* [Work to complete]
From the line with "point: one pixel per instance, each like <point>420,300</point>." through the line with "point: one pixel per instance, each like <point>461,709</point>.", repeat the entries verbatim, both end lines included, and add nothing.

* [Supplied data]
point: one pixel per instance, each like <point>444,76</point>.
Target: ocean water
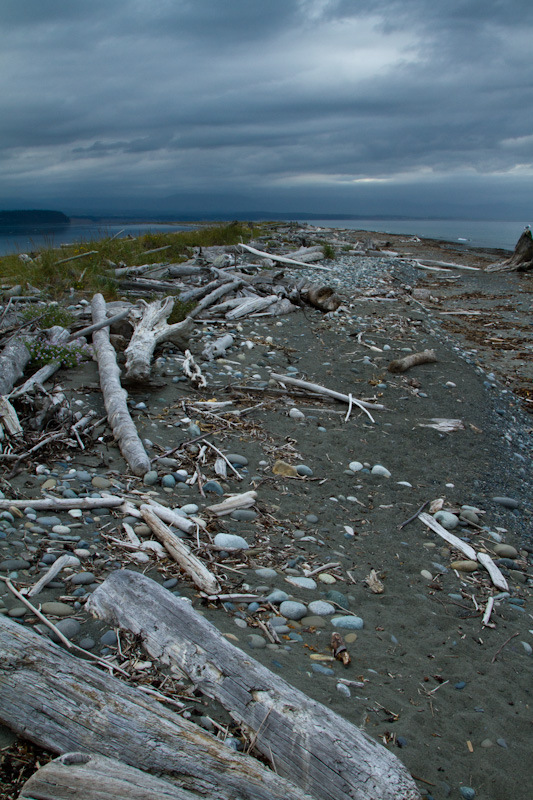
<point>470,233</point>
<point>24,238</point>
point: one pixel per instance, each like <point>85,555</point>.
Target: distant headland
<point>33,217</point>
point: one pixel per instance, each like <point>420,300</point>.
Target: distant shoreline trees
<point>33,217</point>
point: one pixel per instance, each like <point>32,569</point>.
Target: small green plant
<point>70,355</point>
<point>54,315</point>
<point>328,250</point>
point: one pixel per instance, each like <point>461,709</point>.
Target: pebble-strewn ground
<point>449,695</point>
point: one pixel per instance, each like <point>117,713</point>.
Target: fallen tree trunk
<point>62,703</point>
<point>13,360</point>
<point>150,330</point>
<point>93,777</point>
<point>322,753</point>
<point>115,396</point>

* [Response box]
point: one pixel per instance, each like <point>420,300</point>.
Target: distant shoreline trees
<point>33,217</point>
point: one pixel per instance, each like <point>32,569</point>.
Target: small green plant
<point>70,355</point>
<point>54,315</point>
<point>328,250</point>
point: one pixel per instance, each like <point>461,709</point>.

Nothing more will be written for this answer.